(PAGE):
»»
There are five positive integers written in a row. Each one except for the first one is the minimal positive integer that is not a divisor of the previous one. Can all these five numbers be distinct? Boris Frenkin
Problem
Source: 46th International Tournament of Towns, Senior O-Level P3, Fall 2024
Tags: number theory
15.11.2024 14:27
No. Suppose it can. Let this function be $f(n)$. First, we note that $f(n)$ must be a prime power. Assume not, and that $f(n)=kl$, where $k$ and $l$ are coprime and are both not $1$. Then, $kl$ does not divide $n$. However, $k$ and $l$ are both smaller than $kl$, so must divide $n$, contradiction! Hence, the second number must be a prime power $p^\alpha$. If $p=2$, then the third number is $3$, and the fourth number is $2$, contradiction! If $p>2$, then the third number is $2$, the fourth number is $3$, and the fifth number is $2$, contradiction!
07.12.2024 11:05
The answer is No. For the sake of \(contradiction\), we assume it is possible. Suppose, the first number is $a$. Now if $a$ is odd, then the five numbers would be $a,2,3,2,3$ which is not distincts. So $a$ must be even. Let the $2nd$ number be $b$. Now $b$ must be even as the five numbers then would be $a,b,2,3,2$. It also must be multiple of $3$ as then the five numbers would be $a,b,3,2,3$ So $b=6k$ for some $k$. Now it implies all the numbers $1$ to $6k-1$ is a divisor of $a$ but not $6k$. That means $lcm(1,2,...,6k-1)|a$ Now $6k|lcm(k,2k,3k,4k,5k)=60k$ And $lcm(k,2k,...,5k)|lcm(1,2,...,6k-1)$ so $b=6k|lcm(1,2,3,...,6k-1)|a$ \(contadiction!\) So all these $5$ numbers cant be distinct. $\square$
««
(EXTRACTED RECORDS):
»»
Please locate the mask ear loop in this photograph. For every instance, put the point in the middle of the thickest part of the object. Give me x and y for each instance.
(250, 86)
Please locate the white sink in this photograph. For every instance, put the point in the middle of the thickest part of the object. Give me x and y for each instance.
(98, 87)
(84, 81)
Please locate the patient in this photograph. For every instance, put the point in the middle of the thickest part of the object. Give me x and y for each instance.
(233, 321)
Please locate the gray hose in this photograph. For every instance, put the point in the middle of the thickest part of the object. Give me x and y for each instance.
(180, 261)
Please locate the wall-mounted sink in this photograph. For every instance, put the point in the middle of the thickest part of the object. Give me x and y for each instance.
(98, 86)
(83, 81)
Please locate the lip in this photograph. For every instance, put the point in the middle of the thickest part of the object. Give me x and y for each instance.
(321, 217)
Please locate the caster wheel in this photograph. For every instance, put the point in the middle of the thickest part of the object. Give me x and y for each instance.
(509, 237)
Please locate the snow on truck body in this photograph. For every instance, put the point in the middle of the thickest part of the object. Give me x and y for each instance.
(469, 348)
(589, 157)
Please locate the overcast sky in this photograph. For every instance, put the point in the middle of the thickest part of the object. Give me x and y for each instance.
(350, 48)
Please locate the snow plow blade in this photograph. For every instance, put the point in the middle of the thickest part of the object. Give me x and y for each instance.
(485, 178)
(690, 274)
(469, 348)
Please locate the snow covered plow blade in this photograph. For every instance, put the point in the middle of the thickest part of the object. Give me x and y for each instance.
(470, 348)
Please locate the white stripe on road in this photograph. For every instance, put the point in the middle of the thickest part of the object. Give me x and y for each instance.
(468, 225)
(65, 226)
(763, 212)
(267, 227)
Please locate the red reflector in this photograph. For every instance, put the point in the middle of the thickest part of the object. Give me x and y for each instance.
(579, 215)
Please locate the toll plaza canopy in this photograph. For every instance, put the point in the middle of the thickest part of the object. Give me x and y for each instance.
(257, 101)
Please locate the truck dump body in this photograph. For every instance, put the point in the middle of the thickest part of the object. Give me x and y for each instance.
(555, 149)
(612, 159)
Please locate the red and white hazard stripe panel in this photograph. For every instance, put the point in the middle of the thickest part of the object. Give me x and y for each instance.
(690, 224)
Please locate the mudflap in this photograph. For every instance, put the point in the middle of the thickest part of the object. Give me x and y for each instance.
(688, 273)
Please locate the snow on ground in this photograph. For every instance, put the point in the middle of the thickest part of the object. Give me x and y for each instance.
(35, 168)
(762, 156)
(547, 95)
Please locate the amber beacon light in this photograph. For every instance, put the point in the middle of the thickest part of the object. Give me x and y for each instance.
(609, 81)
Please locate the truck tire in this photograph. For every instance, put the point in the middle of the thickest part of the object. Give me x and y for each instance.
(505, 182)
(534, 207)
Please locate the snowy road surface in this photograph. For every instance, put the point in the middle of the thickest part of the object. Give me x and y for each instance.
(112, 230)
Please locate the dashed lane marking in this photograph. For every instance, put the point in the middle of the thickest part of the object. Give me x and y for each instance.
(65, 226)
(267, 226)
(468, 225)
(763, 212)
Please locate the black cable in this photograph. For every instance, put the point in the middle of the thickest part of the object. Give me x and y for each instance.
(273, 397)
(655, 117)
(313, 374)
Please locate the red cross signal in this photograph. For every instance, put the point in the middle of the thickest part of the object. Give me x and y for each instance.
««
In one to three sentences, explain why the first solution in the thread concludes that the second number must be a prime power.

(SOLUTION FOR THIS EXERCISE):
Suppose the second number were kl, with k and l coprime and neither equal to 1. Then kl would not divide the first number. Yet k and l are both smaller than kl, so each would have to divide the first number, which the solution states is a contradiction.